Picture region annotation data
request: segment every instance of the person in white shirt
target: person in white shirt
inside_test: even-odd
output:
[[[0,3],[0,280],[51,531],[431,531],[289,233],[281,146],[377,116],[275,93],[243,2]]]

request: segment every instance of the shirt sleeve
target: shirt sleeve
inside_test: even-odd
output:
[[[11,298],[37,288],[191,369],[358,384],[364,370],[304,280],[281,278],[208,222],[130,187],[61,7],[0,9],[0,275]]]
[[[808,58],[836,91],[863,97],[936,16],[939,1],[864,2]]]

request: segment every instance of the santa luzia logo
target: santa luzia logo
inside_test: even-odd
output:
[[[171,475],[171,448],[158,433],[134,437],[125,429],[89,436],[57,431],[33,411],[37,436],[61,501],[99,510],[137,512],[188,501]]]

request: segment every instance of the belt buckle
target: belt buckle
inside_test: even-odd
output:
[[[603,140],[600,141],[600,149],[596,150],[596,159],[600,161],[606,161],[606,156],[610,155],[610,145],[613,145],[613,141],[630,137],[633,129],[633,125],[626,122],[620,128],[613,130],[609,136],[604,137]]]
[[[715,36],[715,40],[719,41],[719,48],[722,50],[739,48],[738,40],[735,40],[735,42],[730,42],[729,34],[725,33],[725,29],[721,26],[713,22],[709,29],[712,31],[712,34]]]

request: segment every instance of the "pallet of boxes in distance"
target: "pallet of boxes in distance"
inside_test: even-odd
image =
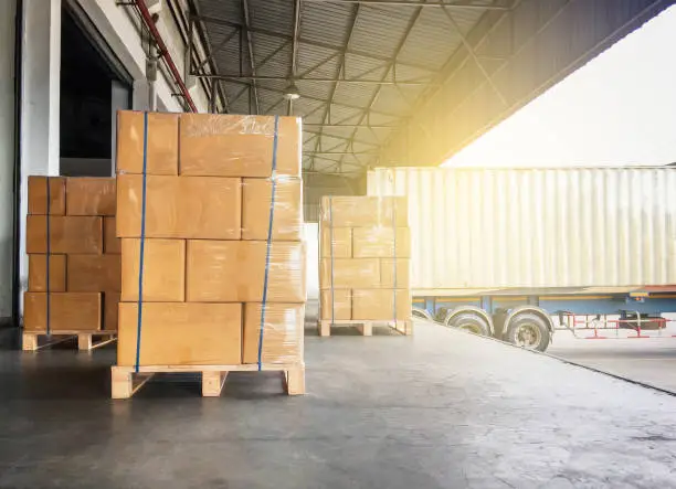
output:
[[[115,178],[29,177],[23,350],[116,338],[120,247]]]
[[[319,222],[319,336],[373,326],[413,334],[405,198],[324,196]]]
[[[204,396],[232,371],[305,392],[300,134],[293,117],[118,113],[114,398],[159,372],[200,372]]]

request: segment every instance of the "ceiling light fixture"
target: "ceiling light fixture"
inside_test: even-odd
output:
[[[296,83],[292,79],[286,88],[284,88],[284,98],[287,100],[297,100],[300,98],[300,92],[298,92],[298,87]]]

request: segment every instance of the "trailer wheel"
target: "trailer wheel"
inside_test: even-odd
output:
[[[452,328],[464,329],[474,334],[480,334],[483,337],[490,336],[488,321],[474,312],[460,312],[453,316],[446,325]]]
[[[515,316],[507,327],[505,340],[528,350],[545,351],[549,347],[551,332],[545,319],[524,312]]]

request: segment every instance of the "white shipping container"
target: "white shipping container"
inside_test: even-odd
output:
[[[414,295],[676,284],[676,168],[389,168],[406,195]]]

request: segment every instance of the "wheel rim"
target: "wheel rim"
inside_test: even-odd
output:
[[[517,347],[537,348],[541,340],[540,328],[532,322],[519,325],[514,333],[514,344]]]

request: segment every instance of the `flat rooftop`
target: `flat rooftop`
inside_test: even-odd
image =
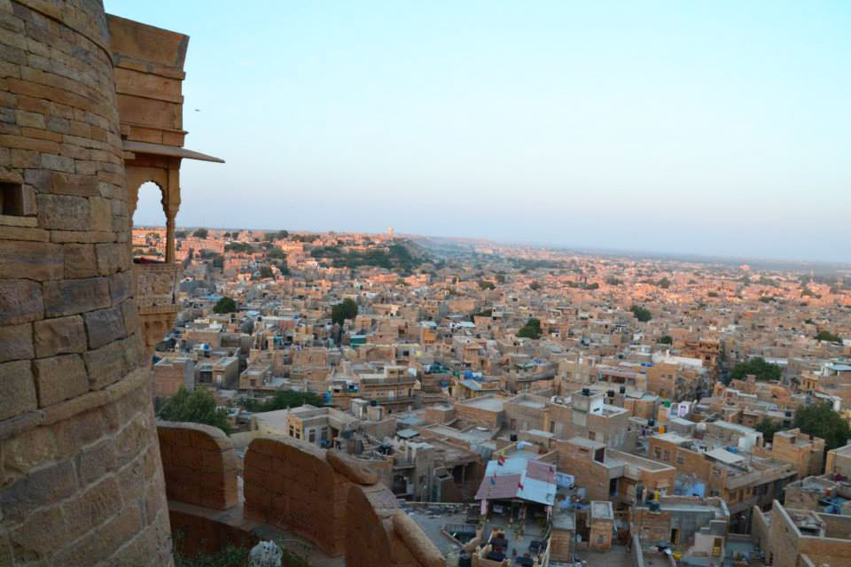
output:
[[[492,398],[490,396],[481,396],[480,398],[473,398],[472,400],[467,400],[463,401],[459,406],[466,406],[468,408],[477,408],[479,409],[484,409],[485,411],[503,411],[503,405],[505,403],[504,398]]]

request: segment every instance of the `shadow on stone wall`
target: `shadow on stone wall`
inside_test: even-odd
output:
[[[157,429],[176,530],[207,525],[203,532],[221,534],[227,540],[215,543],[224,547],[255,540],[249,532],[265,524],[294,532],[328,555],[344,555],[348,567],[446,564],[393,493],[355,457],[289,438],[256,439],[239,483],[233,445],[221,430],[172,422]],[[193,515],[203,518],[194,522]]]

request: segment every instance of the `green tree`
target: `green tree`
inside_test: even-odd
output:
[[[157,416],[169,422],[205,423],[230,433],[227,410],[218,408],[215,398],[204,388],[191,392],[181,386],[177,393],[166,400]]]
[[[640,305],[634,305],[629,307],[629,311],[632,312],[632,315],[636,315],[636,319],[641,322],[647,322],[653,318],[652,314],[650,312],[650,309],[647,307],[643,307]]]
[[[763,417],[762,421],[757,423],[753,429],[762,433],[762,439],[765,439],[766,443],[771,443],[774,441],[774,434],[782,431],[783,427],[774,420]]]
[[[842,338],[839,335],[834,335],[829,330],[820,330],[818,334],[816,335],[816,340],[824,340],[829,343],[839,343],[842,344]]]
[[[828,451],[844,447],[851,437],[847,422],[827,403],[798,408],[795,412],[795,427],[800,427],[808,435],[824,439],[824,448]]]
[[[222,298],[215,302],[213,307],[213,313],[236,313],[237,302],[230,298]]]
[[[532,317],[517,331],[517,336],[523,338],[541,338],[541,322]]]
[[[783,372],[779,366],[769,364],[764,358],[757,356],[734,366],[730,377],[731,380],[744,380],[748,374],[755,376],[757,380],[767,382],[779,380]]]
[[[356,316],[357,304],[350,298],[346,298],[331,308],[331,320],[340,325],[346,319],[354,319]]]

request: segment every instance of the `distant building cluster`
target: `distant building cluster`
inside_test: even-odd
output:
[[[392,229],[186,230],[176,247],[158,403],[203,388],[237,437],[357,458],[448,564],[840,565],[816,540],[851,550],[851,446],[796,427],[820,405],[851,417],[842,275],[448,252]],[[217,313],[223,298],[235,308]],[[257,411],[282,391],[315,401]]]

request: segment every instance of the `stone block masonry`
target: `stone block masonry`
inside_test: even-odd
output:
[[[110,41],[98,0],[0,0],[4,567],[172,564]]]
[[[170,500],[219,510],[236,506],[237,454],[222,430],[160,422],[157,434]]]
[[[358,459],[291,438],[252,441],[245,516],[292,530],[349,567],[445,567],[396,498]]]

## Work required:
Copy every line of the records above without changing anything, and leave out the pictures.

## Answer for this exercise:
request: segment every instance of the person in white shirt
target: person in white shirt
inside_test: even-odd
output:
[[[0,3],[0,280],[51,531],[431,531],[289,233],[281,146],[377,116],[275,93],[243,2]]]

request: segment every instance of the shirt sleeve
target: shirt sleeve
inside_test: even-odd
output:
[[[11,298],[37,288],[191,369],[358,384],[364,370],[304,280],[281,278],[208,222],[130,187],[61,7],[0,9],[0,275]]]
[[[808,58],[836,91],[863,97],[936,16],[939,1],[864,2]]]

request: segment every instance of the santa luzia logo
target: santa luzia logo
inside_test: even-odd
output:
[[[171,475],[171,448],[158,433],[134,437],[125,429],[89,436],[57,431],[33,411],[37,436],[61,501],[99,510],[137,512],[188,501]]]

request: segment every instance of the belt buckle
target: belt buckle
inside_test: even-odd
output:
[[[603,140],[600,141],[600,149],[596,150],[596,159],[600,161],[606,161],[606,156],[610,155],[610,145],[613,145],[613,141],[630,137],[633,129],[633,125],[626,122],[620,128],[613,130],[609,136],[604,137]]]
[[[715,36],[715,40],[719,41],[719,48],[722,50],[739,48],[738,40],[735,40],[735,42],[730,42],[729,34],[725,33],[725,29],[721,26],[713,22],[709,29],[712,31],[712,34]]]

request: segment every instance of the "pallet of boxes in distance"
target: "pallet of boxes in distance"
inside_test: even-odd
image =
output:
[[[115,178],[29,177],[23,350],[116,338],[120,247]]]
[[[319,222],[319,336],[373,326],[413,334],[405,198],[324,196]]]
[[[204,396],[232,371],[305,392],[300,134],[293,117],[118,113],[114,398],[159,372],[200,372]]]

request: segment every instance of the "ceiling light fixture"
target: "ceiling light fixture"
inside_test: even-odd
output:
[[[296,83],[292,79],[286,88],[284,88],[284,98],[287,100],[297,100],[300,98],[300,92],[298,92],[298,87]]]

request: segment every instance of the "trailer wheel"
target: "trailer wheel"
inside_test: even-odd
output:
[[[452,328],[464,329],[474,334],[480,334],[483,337],[490,336],[488,321],[474,312],[460,312],[453,316],[446,325]]]
[[[515,316],[507,327],[505,340],[528,350],[545,351],[549,347],[551,332],[545,319],[524,312]]]

request: segment every instance of the "white shipping container"
target: "white shipping container"
inside_test: even-odd
output:
[[[414,295],[676,284],[676,168],[389,168],[406,195]]]

request: segment every instance of the "wheel rim"
target: "wheel rim"
inside_test: even-odd
output:
[[[517,347],[537,348],[541,340],[540,328],[532,322],[519,325],[514,333],[514,344]]]

request: segment every instance of the `flat rooftop`
target: `flat rooftop`
inside_test: even-odd
image =
output:
[[[492,398],[490,396],[481,396],[480,398],[473,398],[472,400],[467,400],[463,401],[459,406],[466,406],[468,408],[477,408],[479,409],[484,409],[485,411],[503,411],[503,405],[505,403],[504,398]]]

request: segment every instance of the `shadow on stone wall`
target: `shadow on stone wall`
inside_test: even-odd
output:
[[[157,429],[176,530],[207,525],[203,532],[221,534],[227,540],[215,543],[224,547],[255,540],[249,532],[265,524],[294,532],[328,555],[344,555],[348,567],[446,564],[393,493],[355,457],[289,438],[256,439],[239,483],[233,445],[221,430],[172,422]],[[193,515],[203,518],[194,522]]]

request: segment every instance of the `green tree`
target: `green tree`
inside_test: even-odd
output:
[[[157,416],[169,422],[205,423],[230,433],[227,410],[218,408],[215,398],[204,388],[191,392],[181,386],[177,393],[166,400]]]
[[[640,305],[634,305],[629,307],[629,311],[632,312],[632,315],[636,315],[636,319],[641,322],[647,322],[653,318],[652,314],[650,312],[650,309],[647,307],[643,307]]]
[[[763,417],[762,421],[757,423],[753,429],[762,433],[762,439],[765,439],[766,443],[771,443],[774,441],[774,434],[782,431],[783,427],[774,420]]]
[[[842,338],[839,335],[834,335],[829,330],[820,330],[818,334],[816,335],[816,340],[824,340],[829,343],[839,343],[842,344]]]
[[[828,451],[844,447],[851,437],[847,422],[827,403],[798,408],[795,412],[795,427],[800,427],[808,435],[824,439],[824,448]]]
[[[222,298],[215,302],[213,307],[213,313],[236,313],[237,302],[230,298]]]
[[[532,317],[517,331],[517,336],[523,338],[541,338],[541,322]]]
[[[783,372],[779,366],[769,364],[764,358],[757,356],[734,366],[730,377],[731,380],[744,380],[748,374],[755,376],[757,380],[767,382],[779,380]]]
[[[356,316],[357,304],[350,298],[346,298],[331,308],[331,320],[340,325],[346,319],[354,319]]]

request: segment every instance of the `distant building cluster`
target: `distant building cluster`
inside_test: even-odd
output:
[[[392,229],[186,230],[176,247],[158,403],[203,388],[237,437],[357,458],[448,564],[840,565],[816,540],[851,550],[851,446],[796,427],[820,405],[851,417],[842,275],[448,252]],[[217,313],[223,298],[235,308]],[[257,411],[282,391],[315,401]]]

request: segment every instance of the `stone block masonry`
target: `stone block masonry`
inside_test: even-odd
output:
[[[110,41],[98,0],[0,0],[4,567],[172,564]]]
[[[170,500],[219,510],[236,506],[237,454],[222,430],[160,422],[157,434]]]
[[[358,459],[291,438],[252,441],[245,516],[292,530],[349,567],[445,567],[396,498]]]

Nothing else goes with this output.